▶ **Actions to take**
a. Rewrite the article on alcohol in the body from "How Long Does" to "mg of alcohol in a liter of blood.", with "depressant" changed to "sedative".
b. Write the next part of the article on how alcohol moves through the body.

▶ **Text passage**
------------

Journey Of Alcohol In Your Body
Sep 30, 2020


How many of us have ever had one too many shots at a party, waking up in bed with a pounding in your head like there’s a sledgehammer going to town in your skull? That is just one of the many symptoms of alcohol use disorder and if you are here, you probably are looking for a solution to a night of overindulgence. The bad news is that it doesn’t exist. However, you can learn something here that will hopefully make your next drinking session a lot less painful and regretful.

How Long Does Alcohol Stay in Your Body?

So here’s the key question, what is alcohol? The average American drinks 2.3 gallons of alcohol a year, but never stopped to consider how this depressant makes its way through the body (and brain). Like everything else that is eaten or drunk, alcohol is broken down by the body for energy through metabolism. An interesting fact is that once it permeates the bloodstream, the body metabolizes it at a constant speed of 20 mg/dL every hour. This means that it would take exactly one hour to break down 200 milligrams of alcohol in a liter of blood. Going by the same logic, it would take three hours to metabolize 600 mg of alcohol in a liter of blood.

------------

▶ **Information provided**
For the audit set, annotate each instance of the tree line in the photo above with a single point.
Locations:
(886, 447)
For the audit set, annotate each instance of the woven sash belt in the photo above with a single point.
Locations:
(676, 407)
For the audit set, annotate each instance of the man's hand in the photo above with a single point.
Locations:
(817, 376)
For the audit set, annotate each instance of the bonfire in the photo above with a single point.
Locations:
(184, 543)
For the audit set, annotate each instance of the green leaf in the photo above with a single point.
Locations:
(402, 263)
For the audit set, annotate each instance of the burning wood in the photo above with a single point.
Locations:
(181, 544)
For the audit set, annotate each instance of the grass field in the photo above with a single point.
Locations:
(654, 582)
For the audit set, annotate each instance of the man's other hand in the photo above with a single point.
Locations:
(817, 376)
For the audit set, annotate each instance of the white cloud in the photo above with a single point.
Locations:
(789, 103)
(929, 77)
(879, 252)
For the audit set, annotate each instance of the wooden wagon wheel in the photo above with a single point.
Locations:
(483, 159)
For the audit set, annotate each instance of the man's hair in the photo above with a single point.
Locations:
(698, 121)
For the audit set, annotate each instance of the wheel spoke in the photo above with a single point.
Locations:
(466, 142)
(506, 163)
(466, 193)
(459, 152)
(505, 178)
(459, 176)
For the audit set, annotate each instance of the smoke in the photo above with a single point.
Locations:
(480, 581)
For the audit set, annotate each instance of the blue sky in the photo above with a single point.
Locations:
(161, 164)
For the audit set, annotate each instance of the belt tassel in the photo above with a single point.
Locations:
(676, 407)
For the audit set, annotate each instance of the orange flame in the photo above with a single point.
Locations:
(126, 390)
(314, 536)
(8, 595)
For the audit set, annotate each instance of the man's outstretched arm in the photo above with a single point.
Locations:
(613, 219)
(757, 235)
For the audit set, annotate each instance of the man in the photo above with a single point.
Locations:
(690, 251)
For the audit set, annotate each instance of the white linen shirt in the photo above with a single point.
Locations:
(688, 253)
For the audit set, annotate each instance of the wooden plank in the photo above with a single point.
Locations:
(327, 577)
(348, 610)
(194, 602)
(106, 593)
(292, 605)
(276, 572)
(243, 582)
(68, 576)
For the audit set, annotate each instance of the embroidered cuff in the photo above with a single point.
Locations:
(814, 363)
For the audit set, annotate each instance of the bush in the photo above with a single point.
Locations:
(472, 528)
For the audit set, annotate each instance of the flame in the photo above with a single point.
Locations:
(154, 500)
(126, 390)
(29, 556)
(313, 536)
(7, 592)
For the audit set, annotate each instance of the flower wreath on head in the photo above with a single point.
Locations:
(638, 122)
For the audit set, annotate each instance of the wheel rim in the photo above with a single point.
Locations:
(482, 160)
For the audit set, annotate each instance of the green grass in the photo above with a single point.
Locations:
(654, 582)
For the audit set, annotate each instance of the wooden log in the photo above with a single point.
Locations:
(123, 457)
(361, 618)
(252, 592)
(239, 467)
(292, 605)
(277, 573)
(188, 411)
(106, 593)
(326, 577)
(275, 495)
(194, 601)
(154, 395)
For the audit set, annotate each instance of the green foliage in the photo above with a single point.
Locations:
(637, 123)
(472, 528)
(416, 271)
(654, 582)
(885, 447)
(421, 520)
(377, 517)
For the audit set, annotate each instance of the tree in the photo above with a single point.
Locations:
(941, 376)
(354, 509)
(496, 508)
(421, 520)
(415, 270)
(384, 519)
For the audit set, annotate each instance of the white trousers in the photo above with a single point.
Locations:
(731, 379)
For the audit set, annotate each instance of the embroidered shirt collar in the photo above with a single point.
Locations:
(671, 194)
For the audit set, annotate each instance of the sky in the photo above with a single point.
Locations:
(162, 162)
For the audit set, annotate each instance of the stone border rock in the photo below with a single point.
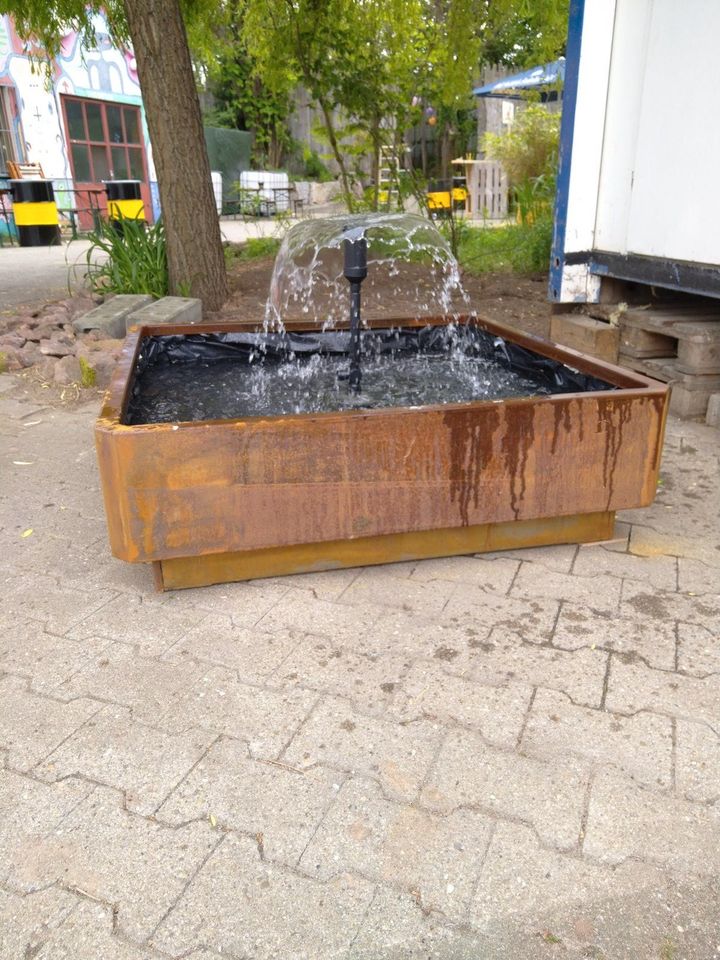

------------

▶ **Answers for the exercise**
a.
How Long Does Alcohol Stay in Your Body?

So here’s the key question, what is alcohol? The average American drinks 2.3 gallons of alcohol a year, but never stopped to consider how this sedative makes its way through the body (and brain). Like everything else that is eaten or drunk, alcohol is broken down by the body for energy through metabolism. An interesting fact is that once it permeates the bloodstream, the body metabolizes it at a constant speed of 20 mg/dL every hour. This means that it would take exactly one hour to break down 200 milligrams of alcohol in a liter of blood. Going by the same logic, it would take three hours to metabolize 600 mg of alcohol in a liter of blood.

b.
If you are asking why everybody is not equally wasted at the end of a party if we drank the same number of beer pints? The answer lies in the blood alcohol concentration (BAC) of your blood. The blood alcohol concentration is simply the ratio of alcohol to water in your blood. A higher ratio indicates a higher level of intoxication, which increases the side effects of alcohol on your system. Therefore, it is a given to drink plenty of water in order to reduce BAC levels Even though two people can both have exactly 20mg/DL for their blood alcohol level, they can have the different BAC levels, which will result in differing levels of drunkness.

The most common factors that influence BAC are weight, binge drinking, and drinking on an empty stomach. That being said, age, liver disease, and the medication you are on also affect BAC levels. Do take note that different drinks take differing amounts of time to metabolize completely. A shot of hard liquor takes an hour, a pint of beer takes double that and a glass of wine will require around three hours to metabolize.

How it is Metabolized

For all the talk of alcohol in blood, we have yet to cover on how it enters the bloodstream from your mouth. Roughly 20 percent of your drink goes in your blood vessels and straight to the brain. The other 80 percent actually follow the path of food, entering the esophagus ending its journey in the small intestine. It then enters the bloodstream and is eventually removed by the liver. This is why people with liver issues tend to have higher levels of BAC in general as their systems are slower in removing the alcohol from their system.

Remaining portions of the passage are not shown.